What is bloat
Bloat in dogs, gastric dilatation and volvulus (GDV), occurs most commonly in large breed dogs and is life-threatening. Bloating of the stomach is often related to swallowed air, although food and fluid can also be present. The stomach swells and twisting occurs between the esophagus and upper intestine. Bloat can occur with or without twisting. The bloated stomach obstructs veins in the abdomen, leading to low blood pressure, shock, and damage to internal organs. The combined effect can quickly kill a dog.
Deep-chested dogs, such as German Shepherds, Great Danes, and Dobermans are particularly at risk. Smaller dogs, puppies, and less active dogs, while still susceptible to dog bloat, will not have as great a risk as larger more active dogs. Male dogs are much more likely to suffer from bloat than female dogs.
Causes of bloat
Some causes are believed to be rapid eating, elevated food bowls, dry foods that contain citric acid as a preservative, dry foods that contain fat among the first four ingredients, insufficient pancreatic enzymes, dilution of gastric juices necessary for complete digestion by drinking too much water before or after eating, eating gas-producing foods, drinking too much water too quickly, heredity-especially having a first degree relative who has bloated, build & physical characteristics and disposition. In addition to the risk factors listed, many veterinarians believe that stress also causes bloat.
Benefits of elevated feeders
Elevated dog feeders offer your dog some real health benefits. Dogs tend to lift their heads after taking a drink to facilitate swallowing. With an elevated feeder, they do not have to raise their heads as far. Your dog is able to maintain better posture and a more comfortable stance while eating and drinking. An improved posture causes less stress on your dog's back and joints. This is important for senior, arthritic or dogs with other conditions that make swallowing difficult.
Effects of elevated feeders
It's inadvisable to use elevated feeders if you have a dog already susceptible to bloat. An elevated feeder may increase your dogs risk for bloat especially if he/she has a relative who has bloated.
Scientists at many locations have been studying gastric dilatation and volvulus (GDV), commonly called bloat, for a long time. They have identified a number of likely factors, including behavioral traits. Breed susceptibility is pretty obvious for many deep chested dogs. The risk of bloat does appear to increase with age.
The Glickman et al study found that use of a raised feeder increases the risk of bloat by 110%. Dr. Glickman's data showed that "approximately 20% and 50% of cases of GDV among the large and giant breed dogs, respectively, were attributed to having a raised food bowl." (J Am Vet Med Assoc 2000;217:1492-1499). It should be noted that Dr. Glickman's study was confined only to large and giant breed dogs.
However, studies on risk factors for bloat associated with elevated feeders are unclear. Conflicting results from research studies is not that uncommon. Results may differ because different techniques are used or other medical conditions are present. Elevated feeders could also influence other factors such as the speed of eating. More research needs to be done on GDV in relation to using elevated feeders. It is uncertain whether anything we do such as changing the amount of exercise, using elevated feeders, or speed of eating will decrease or increase the rate of bloat.

.....

** WORK REQUIRED **
In the text on bloat in dogs, by what percentage did the Glickman et al study find that a raised feeder increases the risk of bloat?

.....

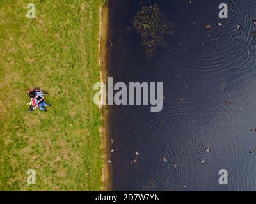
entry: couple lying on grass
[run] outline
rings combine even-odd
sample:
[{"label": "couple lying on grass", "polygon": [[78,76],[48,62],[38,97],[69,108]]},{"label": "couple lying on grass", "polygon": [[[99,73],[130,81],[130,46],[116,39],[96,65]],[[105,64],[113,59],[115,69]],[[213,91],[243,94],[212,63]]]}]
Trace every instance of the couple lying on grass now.
[{"label": "couple lying on grass", "polygon": [[42,91],[39,87],[35,87],[33,89],[28,89],[28,94],[30,96],[31,101],[29,103],[30,105],[28,112],[31,112],[35,109],[39,108],[39,110],[47,111],[45,106],[51,106],[49,103],[45,103],[44,96],[48,93],[45,91]]}]

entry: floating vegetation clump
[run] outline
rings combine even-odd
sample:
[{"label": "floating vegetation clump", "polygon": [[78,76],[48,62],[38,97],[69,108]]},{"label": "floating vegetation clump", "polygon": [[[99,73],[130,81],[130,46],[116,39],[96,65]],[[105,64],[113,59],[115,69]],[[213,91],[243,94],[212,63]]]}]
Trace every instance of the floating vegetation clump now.
[{"label": "floating vegetation clump", "polygon": [[162,43],[164,36],[173,34],[170,24],[156,4],[144,6],[136,15],[133,24],[141,35],[147,55]]}]

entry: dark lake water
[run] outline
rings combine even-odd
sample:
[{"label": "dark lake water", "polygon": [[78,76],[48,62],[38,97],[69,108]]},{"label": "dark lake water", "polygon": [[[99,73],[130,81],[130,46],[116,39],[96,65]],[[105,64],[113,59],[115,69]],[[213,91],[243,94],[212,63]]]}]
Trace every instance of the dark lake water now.
[{"label": "dark lake water", "polygon": [[[165,96],[160,112],[147,105],[109,106],[113,190],[256,190],[256,153],[248,153],[256,149],[250,131],[256,128],[256,1],[112,2],[109,76],[163,82]],[[221,3],[228,4],[228,19],[219,18]],[[132,22],[143,6],[154,3],[174,34],[147,59]],[[228,185],[219,184],[220,169],[228,171]]]}]

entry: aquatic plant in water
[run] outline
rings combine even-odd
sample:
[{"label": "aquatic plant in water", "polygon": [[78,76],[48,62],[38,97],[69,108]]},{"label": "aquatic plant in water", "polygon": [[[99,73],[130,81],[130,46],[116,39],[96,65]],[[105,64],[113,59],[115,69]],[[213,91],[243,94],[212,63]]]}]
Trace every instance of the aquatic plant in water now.
[{"label": "aquatic plant in water", "polygon": [[170,24],[157,4],[144,6],[135,16],[133,25],[141,35],[148,56],[162,43],[164,36],[173,34]]}]

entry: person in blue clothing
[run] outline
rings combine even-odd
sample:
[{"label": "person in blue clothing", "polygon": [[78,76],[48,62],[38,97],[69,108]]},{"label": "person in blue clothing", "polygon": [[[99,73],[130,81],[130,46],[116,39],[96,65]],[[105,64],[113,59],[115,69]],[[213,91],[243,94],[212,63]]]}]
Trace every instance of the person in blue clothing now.
[{"label": "person in blue clothing", "polygon": [[44,100],[44,95],[45,93],[41,91],[29,91],[29,95],[31,99],[31,105],[28,112],[31,112],[35,109],[36,109],[36,108],[39,108],[39,110],[44,110],[46,112],[45,106],[51,106],[51,104],[47,103]]},{"label": "person in blue clothing", "polygon": [[39,106],[39,110],[44,110],[44,111],[47,111],[45,108],[45,106],[50,106],[51,107],[51,105],[47,103],[45,101],[44,98],[40,96],[39,95],[36,95],[35,97],[36,99],[36,105]]}]

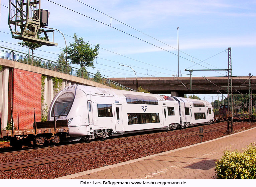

.....

** ANSWER SPACE **
110%